## TRECHO DE ORIGEM
***

Gustavo Lima e Santos*

Durante a Guerra Fria (1947-1991) as duas superpotências da época dividiram o mundo em duas zonas de influência. Esta cisão foi sentida de formas diferentes em cada região do planeta, por exemplo o continente europeu foi dividido de forma limpa e respeitada, para evitar um conflito direto, enquanto os outros continentes do mundo não tiveram a mesma sorte. Nas Américas vimos dezenas de golpes de Estado e a instalação de regimes ditatoriais. Na Ásia vimos um conjunto de guerras, com a das Coreias e a do Vietnã estando entre as mais sangrentas do século XX. E na África vimos o uso generalizado de mercenários, como o francês Bob Denard, que lutavam por quem quer que pagasse por seus serviços. Tal cenário internacional, porém, encontrou o seu fim com a dissolução da União Soviética (URSS) em 1991 e com a instauração dos Estados Unidos da América (EUA) como hegemonia global. As Américas reinstituíram suas democracias nas décadas de 70 e 80, as guerras americanas na Ásia tiveram suas conclusões, e o mercenarismo se tornou crime internacional em 1989. Felizes seríamos se nossa história acabasse aqui, como anunciado por Francis Fukuyama.

***

## MATERIAL EXTRAÍDO
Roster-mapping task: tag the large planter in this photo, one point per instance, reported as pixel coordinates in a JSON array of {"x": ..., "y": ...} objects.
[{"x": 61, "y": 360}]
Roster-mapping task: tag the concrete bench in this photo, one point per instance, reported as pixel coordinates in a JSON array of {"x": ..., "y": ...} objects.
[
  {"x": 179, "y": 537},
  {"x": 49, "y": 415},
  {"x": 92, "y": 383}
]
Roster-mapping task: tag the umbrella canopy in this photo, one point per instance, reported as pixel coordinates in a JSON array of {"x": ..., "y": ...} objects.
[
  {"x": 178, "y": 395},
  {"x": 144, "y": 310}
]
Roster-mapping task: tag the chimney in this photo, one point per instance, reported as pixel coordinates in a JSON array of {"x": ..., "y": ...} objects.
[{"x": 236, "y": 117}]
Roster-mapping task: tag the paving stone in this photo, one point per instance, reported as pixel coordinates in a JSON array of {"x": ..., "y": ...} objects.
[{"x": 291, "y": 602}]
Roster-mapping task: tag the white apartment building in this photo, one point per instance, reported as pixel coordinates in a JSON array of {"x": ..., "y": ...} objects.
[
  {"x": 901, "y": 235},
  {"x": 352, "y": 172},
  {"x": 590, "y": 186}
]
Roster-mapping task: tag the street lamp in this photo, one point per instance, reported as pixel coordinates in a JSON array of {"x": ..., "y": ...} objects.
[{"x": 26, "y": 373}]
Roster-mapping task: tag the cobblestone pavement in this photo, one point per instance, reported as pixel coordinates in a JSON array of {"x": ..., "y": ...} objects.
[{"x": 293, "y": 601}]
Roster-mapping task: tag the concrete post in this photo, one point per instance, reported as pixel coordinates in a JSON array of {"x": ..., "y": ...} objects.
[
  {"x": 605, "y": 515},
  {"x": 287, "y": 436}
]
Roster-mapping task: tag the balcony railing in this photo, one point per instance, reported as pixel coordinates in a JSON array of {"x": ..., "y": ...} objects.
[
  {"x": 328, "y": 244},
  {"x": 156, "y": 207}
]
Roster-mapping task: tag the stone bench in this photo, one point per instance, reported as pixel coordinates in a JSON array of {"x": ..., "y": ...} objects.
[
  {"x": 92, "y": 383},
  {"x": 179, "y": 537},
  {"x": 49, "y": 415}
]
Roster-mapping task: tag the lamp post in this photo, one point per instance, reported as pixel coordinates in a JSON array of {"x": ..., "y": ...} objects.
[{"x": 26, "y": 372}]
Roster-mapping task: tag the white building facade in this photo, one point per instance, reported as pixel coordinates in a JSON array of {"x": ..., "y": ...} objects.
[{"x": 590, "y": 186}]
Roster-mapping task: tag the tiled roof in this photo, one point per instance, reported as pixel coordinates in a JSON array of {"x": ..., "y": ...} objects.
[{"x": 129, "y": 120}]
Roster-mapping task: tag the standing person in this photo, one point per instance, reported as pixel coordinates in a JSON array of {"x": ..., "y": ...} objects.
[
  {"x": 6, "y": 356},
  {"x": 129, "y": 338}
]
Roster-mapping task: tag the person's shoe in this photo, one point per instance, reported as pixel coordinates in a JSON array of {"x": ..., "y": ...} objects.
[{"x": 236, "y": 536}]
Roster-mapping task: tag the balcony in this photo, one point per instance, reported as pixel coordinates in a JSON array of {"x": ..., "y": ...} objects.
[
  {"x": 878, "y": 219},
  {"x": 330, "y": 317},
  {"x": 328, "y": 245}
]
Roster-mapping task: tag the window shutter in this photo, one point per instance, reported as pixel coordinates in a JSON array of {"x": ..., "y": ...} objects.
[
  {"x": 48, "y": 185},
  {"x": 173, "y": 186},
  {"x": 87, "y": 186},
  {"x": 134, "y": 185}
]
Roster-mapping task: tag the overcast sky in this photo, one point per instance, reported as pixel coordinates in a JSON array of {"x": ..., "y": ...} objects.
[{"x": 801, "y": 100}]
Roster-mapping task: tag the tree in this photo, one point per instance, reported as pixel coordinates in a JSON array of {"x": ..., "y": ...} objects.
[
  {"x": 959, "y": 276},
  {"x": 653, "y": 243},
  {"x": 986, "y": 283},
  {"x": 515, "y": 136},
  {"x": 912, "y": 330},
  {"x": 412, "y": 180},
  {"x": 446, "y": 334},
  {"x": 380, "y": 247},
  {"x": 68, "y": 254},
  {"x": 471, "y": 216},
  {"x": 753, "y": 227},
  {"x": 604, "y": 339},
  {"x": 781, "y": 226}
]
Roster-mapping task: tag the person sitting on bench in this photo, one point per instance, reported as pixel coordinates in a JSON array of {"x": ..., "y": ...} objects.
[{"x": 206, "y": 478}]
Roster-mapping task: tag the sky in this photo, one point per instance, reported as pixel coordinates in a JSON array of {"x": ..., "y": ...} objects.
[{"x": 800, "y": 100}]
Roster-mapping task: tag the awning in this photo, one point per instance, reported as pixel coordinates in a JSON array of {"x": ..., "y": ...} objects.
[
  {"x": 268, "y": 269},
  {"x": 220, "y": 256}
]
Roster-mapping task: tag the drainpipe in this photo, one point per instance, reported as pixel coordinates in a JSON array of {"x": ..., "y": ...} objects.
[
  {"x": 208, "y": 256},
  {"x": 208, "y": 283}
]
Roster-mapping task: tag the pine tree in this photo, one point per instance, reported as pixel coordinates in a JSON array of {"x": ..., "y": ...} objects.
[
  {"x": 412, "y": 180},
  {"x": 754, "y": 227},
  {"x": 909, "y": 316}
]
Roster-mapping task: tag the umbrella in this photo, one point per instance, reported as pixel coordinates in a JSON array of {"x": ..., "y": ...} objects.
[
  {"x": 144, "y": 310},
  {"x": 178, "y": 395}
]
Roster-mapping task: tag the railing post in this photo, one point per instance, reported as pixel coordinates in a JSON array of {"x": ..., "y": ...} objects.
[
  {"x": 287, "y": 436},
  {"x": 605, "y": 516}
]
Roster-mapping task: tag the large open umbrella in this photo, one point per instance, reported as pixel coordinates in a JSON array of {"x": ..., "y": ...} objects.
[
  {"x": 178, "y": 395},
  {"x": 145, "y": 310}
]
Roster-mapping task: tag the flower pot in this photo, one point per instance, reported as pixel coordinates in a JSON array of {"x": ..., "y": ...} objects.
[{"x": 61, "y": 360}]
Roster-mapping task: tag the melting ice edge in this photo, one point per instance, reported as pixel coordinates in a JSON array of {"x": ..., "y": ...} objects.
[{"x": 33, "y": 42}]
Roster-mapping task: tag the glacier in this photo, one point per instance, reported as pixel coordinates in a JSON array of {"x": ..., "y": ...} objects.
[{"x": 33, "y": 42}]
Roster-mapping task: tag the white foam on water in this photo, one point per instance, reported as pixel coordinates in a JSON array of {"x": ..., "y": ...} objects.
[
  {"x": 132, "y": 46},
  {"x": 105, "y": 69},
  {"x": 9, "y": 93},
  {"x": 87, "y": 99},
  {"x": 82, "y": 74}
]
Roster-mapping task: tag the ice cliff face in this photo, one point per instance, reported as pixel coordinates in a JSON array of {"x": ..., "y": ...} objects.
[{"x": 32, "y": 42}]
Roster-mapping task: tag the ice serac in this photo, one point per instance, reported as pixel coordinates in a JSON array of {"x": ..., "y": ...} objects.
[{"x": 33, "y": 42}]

***

## LISTA DE EXERCÍCIOS
**1.** Por favor, diga se cada afirmação concorda com o trecho sobre a Guerra Fria, respondendo sim ou não e citando literalmente as palavras do trecho que decidem: (a) O continente europeu foi dividido de forma limpa e respeitada. (b) O mercenarismo se tornou crime internacional em 1991. (c) Bob Denard era um mercenário belga.
**2.** Prossiga o trecho sobre a Guerra Fria a partir do ponto em que ele termina.

## RESPOSTAS
**1.**
(a) Sim: "o continente europeu foi dividido de forma limpa e respeitada"
(b) Não: "o mercenarismo se tornou crime internacional em 1989"
(c) Não: "como o francês Bob Denard"

**2.**
Com a proibição dos mercenários, um novo agente internacional surge, as Empresas Militares Privadas (EMPs). Estas empresas, reconhecidas internacionalmente como não mercenárias, são contratadas por empresas privadas e por Estados, oferecendo serviços de natureza bélica, que podem ir desde treinamento militar e venda de armas a escolta especializada e combate direto. Basta nos lembrarmos da EMP sul-africana, Executive Outcomes, que foi contratada pelos governos da Serra Leoa e da Angola para intervir militarmente em seus países durante a década de 1990, efetivamente alterando seus cenários políticos. Desde então, a presença de EMPs no continente africano nunca deixou de existir, com soldados do Grupo Wagner estando entre os últimos a chegarem no continente. Com essas questões em mente, não podemos deixar de perguntar sobre quais os interesses que essas empresas têm na África e o que a presença delas implica para o futuro da região.

Então, quais são os interesses que norteiam essas empresas? Como mercenários modernos, estas empresas privadas vivem em função dos interesses de seus acionistas e tem como meta o aumento de sua margem de lucro, como qualquer empresa privada no sistema capitalista. Pelo menos no papel. A realidade, no entanto, é bem mais simples. Sim, lucro e a lógica neoliberal fazem parte do funcionamento das EMPs, mas antes disso, elas trabalham como instrumentos de política externa de seus Estados de origem. Por mais que o discurso delas defenda que elas são agentes liberais do mercado mundial, suas ações mostram que suas atividades sempre se alinham aos interesses internacionais de Estados e de empresas supranacionais. E isto não era diferente para a EMP russa, Grupo Wagner, que tamanho era o seu alinhamento aos interesses russos que, eventualmente, ela foi anexada ao Exército russo, após o acidente aéreo que matou seus os líderes, Dimitri Utkin e Yevgeny Prigozhin.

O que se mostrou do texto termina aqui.